Reproduce the data as a numbered list, starting at the line containing "# test: locate() returns one point per instance of the beige" and running through the last line of the data, both included. Omit any blank lines.

--------------------

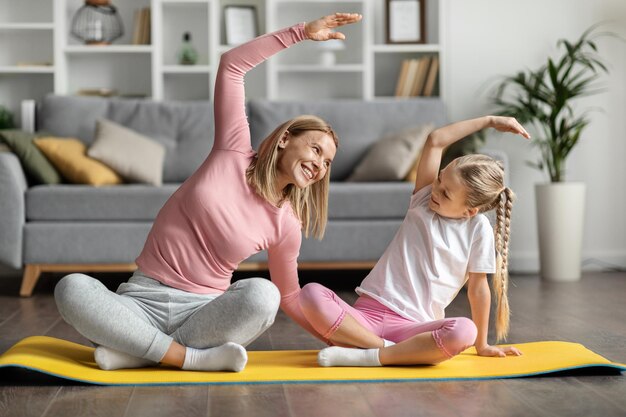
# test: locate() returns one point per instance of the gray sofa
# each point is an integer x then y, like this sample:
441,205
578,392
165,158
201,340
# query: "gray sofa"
83,228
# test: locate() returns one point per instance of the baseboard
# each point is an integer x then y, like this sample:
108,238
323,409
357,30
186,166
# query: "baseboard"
593,261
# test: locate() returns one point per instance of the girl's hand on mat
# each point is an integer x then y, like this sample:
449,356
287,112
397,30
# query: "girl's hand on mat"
321,29
489,350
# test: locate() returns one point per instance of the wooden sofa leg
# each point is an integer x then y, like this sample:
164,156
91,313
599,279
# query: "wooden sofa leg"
29,280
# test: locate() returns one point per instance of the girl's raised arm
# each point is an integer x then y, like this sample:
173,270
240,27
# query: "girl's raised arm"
439,139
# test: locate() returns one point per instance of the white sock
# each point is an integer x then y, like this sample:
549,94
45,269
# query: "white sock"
111,359
228,357
340,356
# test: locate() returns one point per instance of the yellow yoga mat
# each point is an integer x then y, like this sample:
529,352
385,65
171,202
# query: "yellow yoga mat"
75,362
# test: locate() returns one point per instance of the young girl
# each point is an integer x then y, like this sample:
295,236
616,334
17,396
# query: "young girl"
179,307
443,242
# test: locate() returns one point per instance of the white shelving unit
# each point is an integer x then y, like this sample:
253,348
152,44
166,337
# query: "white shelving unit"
37,32
26,52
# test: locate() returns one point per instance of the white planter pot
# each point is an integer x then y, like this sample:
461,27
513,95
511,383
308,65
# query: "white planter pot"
560,219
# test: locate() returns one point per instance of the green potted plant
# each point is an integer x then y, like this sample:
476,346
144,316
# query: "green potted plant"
543,99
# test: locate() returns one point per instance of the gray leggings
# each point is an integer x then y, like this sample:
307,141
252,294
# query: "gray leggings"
144,316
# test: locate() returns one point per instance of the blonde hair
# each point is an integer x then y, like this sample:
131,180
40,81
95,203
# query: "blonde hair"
309,204
483,178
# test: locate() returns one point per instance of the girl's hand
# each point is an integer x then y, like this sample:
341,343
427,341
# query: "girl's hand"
321,29
507,124
489,350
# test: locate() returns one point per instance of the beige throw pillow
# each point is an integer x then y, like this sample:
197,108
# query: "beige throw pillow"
134,156
391,158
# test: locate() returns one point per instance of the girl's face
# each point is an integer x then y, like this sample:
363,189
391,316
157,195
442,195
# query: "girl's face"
449,195
305,159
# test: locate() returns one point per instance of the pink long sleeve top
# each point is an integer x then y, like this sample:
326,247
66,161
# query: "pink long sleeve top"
216,220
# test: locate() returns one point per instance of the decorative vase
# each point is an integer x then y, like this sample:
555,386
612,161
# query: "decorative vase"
187,55
560,221
97,23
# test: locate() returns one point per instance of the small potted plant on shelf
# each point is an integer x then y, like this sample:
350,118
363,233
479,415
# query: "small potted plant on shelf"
544,98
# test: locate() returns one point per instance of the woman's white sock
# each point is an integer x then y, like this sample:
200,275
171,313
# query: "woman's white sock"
111,359
340,356
227,357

--------------------

Written solution.
1. # test: locate() returns one point per instance of the beige throw pillow
2. # each point is an integer x then y, like this sample:
3. 197,108
4. # query: "beige throw pillow"
5. 134,156
6. 391,158
7. # test: locate() returns one point per instance of the girl's face
8. # each point is an integer x then y, like this sample:
9. 363,189
10. 391,316
11. 157,195
12. 442,195
13. # query: "girl's face"
14. 449,195
15. 305,159
16. # test: locate() returns one point per instance of the pink long sleeve top
17. # each point is an integer x then y, like this sample:
18. 326,247
19. 66,161
20. # query: "pink long sleeve top"
21. 216,220
22. # test: locate() returns one point per instance of the decorative vase
23. # each point is an integer x then y, like this sample:
24. 555,386
25. 612,161
26. # query: "decorative vase"
27. 187,55
28. 560,221
29. 97,23
30. # test: locate() returns one point per instance of the small potted plant on shelf
31. # each point is an integer x then y, like this sample:
32. 350,118
33. 363,233
34. 479,415
35. # query: "small potted plant on shelf"
36. 544,98
37. # test: locate() returns one point per instance of the woman's white sock
38. # each point is an integer x then y, like this sample:
39. 200,275
40. 171,313
41. # query: "woman's white sock"
42. 111,359
43. 340,356
44. 227,357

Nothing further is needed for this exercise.